■ QUÉ SE PIDE:
Reproduce al pie de la letra, del fragmento de abajo sobre Colombia en el Hay, todo lo que va desde "Flotan Colombia y" hasta "depongan las armas.".

-------- FRAGMENTO DEL TEXTO --------

Flotan Colombia y sus luchas, cómo no, en el ambiente del Hay; cuando habló Ignatieff se cortaba con un cuchillo el silencio sobrecogido con el que acogieron sus palabras, como si fuera un sacerdote laico a favor de la limpieza con la que el Estado de derecho debe afrontar las amenazas que vive. Porque aquí, y eso se ve en la prensa, en las discusiones en voz baja, se vive la permanente certeza de que la lucha antiterrorista no tiene aún esos contrafuertes éticos que harían más creíbles sus métodos y su futuro. Beevor nos decía anoche que de una futura negociación a la inglesa para acabar con los terrorismos (en Colombia, en España), la toma de conciencia de ese factor y el entendimiento de los errores pasados son fundamentales. Y es fundamental, claro, que los terroristas depongan las armas.

-------- DATOS DEL EJERCICIO --------

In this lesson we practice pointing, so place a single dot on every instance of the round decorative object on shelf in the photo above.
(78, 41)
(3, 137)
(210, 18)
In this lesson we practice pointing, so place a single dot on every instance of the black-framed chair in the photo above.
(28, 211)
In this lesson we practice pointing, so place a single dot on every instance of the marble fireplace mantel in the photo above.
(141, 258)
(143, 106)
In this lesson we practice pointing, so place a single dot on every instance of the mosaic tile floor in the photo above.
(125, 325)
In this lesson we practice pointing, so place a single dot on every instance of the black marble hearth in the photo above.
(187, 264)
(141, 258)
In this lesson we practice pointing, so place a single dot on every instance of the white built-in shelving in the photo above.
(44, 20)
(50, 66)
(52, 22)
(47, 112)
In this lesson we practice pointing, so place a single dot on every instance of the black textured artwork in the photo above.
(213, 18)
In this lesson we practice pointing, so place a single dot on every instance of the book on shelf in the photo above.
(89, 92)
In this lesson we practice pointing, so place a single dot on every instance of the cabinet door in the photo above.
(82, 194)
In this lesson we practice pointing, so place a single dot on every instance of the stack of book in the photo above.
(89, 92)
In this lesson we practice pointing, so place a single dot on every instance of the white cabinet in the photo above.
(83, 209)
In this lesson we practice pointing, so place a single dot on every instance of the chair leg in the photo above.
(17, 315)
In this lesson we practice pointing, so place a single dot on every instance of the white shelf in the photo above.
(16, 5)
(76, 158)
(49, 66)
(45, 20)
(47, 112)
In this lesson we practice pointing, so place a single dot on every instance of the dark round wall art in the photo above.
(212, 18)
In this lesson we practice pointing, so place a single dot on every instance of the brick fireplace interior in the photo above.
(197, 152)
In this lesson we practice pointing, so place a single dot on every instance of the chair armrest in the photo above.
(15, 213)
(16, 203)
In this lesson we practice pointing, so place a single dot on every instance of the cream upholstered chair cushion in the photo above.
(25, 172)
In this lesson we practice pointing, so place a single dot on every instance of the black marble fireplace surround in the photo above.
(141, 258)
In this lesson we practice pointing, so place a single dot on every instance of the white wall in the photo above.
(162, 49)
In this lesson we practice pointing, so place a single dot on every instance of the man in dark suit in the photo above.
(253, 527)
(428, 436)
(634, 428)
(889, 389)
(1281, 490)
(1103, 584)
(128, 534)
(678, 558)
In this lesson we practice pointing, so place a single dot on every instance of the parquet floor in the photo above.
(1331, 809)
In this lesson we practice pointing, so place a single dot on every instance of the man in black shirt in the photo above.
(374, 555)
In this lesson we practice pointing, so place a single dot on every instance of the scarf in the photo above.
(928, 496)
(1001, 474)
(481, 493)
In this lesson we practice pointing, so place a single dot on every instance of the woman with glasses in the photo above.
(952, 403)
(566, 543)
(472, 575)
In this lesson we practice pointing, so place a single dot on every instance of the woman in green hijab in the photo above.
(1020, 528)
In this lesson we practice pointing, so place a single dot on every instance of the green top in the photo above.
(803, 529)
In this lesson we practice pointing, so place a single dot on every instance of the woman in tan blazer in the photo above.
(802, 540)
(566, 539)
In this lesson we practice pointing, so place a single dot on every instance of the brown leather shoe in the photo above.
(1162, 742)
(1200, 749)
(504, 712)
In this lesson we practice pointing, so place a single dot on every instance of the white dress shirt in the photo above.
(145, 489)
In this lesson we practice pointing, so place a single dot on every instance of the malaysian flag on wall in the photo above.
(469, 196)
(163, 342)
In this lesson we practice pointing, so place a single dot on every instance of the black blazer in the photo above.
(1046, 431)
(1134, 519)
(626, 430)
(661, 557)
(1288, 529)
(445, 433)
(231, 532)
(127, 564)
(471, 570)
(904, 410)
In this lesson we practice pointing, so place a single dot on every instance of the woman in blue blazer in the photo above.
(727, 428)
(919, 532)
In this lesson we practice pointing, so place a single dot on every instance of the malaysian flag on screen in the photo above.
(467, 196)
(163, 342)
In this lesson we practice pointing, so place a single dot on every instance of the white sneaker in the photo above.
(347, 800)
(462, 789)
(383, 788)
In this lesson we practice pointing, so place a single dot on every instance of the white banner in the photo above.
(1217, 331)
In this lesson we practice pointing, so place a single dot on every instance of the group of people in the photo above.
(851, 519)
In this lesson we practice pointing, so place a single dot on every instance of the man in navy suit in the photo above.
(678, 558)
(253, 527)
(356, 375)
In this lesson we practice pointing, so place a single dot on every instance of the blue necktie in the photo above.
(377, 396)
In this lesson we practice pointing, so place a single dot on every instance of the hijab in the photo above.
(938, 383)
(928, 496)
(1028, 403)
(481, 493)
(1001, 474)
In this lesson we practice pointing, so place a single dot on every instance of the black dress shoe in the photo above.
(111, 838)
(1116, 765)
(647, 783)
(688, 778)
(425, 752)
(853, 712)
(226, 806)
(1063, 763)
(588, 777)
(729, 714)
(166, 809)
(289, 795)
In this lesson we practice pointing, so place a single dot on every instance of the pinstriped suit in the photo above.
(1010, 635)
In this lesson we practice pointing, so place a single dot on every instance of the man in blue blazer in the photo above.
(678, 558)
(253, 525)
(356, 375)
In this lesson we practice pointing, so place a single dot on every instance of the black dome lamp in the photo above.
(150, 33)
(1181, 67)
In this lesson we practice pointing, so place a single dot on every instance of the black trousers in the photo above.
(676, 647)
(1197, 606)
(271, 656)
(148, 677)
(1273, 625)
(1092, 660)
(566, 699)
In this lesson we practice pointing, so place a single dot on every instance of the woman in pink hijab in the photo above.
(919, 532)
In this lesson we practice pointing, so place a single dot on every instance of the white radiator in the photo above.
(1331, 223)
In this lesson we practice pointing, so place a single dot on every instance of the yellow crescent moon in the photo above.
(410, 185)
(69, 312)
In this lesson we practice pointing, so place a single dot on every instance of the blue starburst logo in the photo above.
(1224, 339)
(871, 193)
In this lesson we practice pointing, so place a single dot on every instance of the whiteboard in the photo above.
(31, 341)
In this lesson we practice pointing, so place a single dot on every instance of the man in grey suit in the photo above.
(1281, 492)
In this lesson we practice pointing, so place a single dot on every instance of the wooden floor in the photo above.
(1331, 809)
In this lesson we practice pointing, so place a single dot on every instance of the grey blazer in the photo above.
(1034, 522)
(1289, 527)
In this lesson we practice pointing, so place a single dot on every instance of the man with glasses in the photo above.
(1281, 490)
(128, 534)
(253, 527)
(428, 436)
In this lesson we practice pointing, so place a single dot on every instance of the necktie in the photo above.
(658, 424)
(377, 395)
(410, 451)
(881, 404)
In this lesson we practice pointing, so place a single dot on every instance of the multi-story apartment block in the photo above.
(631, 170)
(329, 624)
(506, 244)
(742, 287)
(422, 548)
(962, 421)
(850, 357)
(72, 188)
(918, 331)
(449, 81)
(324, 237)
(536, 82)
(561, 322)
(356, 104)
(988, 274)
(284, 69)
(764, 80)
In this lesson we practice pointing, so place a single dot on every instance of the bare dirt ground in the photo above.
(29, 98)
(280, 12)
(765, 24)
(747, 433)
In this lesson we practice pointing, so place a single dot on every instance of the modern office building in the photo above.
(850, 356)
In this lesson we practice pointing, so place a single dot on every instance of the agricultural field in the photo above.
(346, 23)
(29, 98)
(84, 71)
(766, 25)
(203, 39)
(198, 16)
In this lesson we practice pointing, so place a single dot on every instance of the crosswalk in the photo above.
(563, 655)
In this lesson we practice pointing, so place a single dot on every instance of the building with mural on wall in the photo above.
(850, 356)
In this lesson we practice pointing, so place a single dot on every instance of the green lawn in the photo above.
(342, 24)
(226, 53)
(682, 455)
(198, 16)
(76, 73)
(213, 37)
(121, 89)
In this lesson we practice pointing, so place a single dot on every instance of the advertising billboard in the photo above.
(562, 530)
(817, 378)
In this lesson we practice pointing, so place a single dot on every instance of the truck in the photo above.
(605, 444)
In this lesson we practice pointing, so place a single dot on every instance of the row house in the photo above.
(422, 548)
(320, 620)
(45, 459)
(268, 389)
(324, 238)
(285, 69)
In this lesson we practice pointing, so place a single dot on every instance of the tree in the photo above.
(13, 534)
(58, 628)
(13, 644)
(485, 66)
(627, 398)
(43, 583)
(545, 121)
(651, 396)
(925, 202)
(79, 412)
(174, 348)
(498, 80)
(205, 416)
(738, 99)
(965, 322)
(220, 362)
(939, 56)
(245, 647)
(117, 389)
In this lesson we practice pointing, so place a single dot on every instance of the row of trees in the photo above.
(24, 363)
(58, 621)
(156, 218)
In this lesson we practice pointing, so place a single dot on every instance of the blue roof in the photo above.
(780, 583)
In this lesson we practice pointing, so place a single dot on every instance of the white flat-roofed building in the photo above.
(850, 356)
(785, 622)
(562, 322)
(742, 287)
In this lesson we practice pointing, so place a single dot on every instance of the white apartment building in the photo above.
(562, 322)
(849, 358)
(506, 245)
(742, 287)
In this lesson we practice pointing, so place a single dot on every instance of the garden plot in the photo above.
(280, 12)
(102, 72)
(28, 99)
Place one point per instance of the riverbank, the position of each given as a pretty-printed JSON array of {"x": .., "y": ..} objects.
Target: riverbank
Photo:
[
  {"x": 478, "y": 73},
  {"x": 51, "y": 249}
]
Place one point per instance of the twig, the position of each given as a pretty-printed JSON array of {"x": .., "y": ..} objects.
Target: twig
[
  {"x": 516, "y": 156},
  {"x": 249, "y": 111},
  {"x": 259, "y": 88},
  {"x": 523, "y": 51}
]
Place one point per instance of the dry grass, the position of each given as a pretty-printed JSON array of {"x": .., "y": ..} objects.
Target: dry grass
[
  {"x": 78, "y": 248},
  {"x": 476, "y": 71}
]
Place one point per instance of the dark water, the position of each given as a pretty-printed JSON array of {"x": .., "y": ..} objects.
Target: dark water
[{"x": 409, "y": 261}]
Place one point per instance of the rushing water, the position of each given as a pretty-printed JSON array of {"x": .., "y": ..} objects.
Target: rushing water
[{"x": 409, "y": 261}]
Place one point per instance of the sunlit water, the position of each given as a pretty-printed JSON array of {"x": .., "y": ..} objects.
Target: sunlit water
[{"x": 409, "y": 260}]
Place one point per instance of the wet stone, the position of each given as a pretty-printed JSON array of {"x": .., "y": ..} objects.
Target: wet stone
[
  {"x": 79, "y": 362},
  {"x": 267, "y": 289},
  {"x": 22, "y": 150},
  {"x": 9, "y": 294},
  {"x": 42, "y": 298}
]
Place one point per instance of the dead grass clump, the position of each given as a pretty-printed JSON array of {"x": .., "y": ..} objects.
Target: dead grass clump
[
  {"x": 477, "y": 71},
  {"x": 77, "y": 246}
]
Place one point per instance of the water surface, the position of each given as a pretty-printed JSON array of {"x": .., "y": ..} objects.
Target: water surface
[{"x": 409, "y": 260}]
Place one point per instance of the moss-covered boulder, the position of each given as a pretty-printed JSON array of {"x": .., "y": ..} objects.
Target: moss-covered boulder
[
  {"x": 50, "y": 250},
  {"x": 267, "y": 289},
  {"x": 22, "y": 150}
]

--------

■ RESPUESTA AL PROBLEMA:
Flotan Colombia y sus luchas, cómo no, en el ambiente del Hay; cuando habló Ignatieff se cortaba con un cuchillo el silencio sobrecogido con el que acogieron sus palabras, como si fuera un sacerdote laico a favor de la limpieza con la que el Estado de derecho debe afrontar las amenazas que vive. Porque aquí, y eso se ve en la prensa, en las discusiones en voz baja, se vive la permanente certeza de que la lucha antiterrorista no tiene aún esos contrafuertes éticos que harían más creíbles sus métodos y su futuro. Beevor nos decía anoche que de una futura negociación a la inglesa para acabar con los terrorismos (en Colombia, en España), la toma de conciencia de ese factor y el entendimiento de los errores pasados son fundamentales. Y es fundamental, claro, que los terroristas depongan las armas.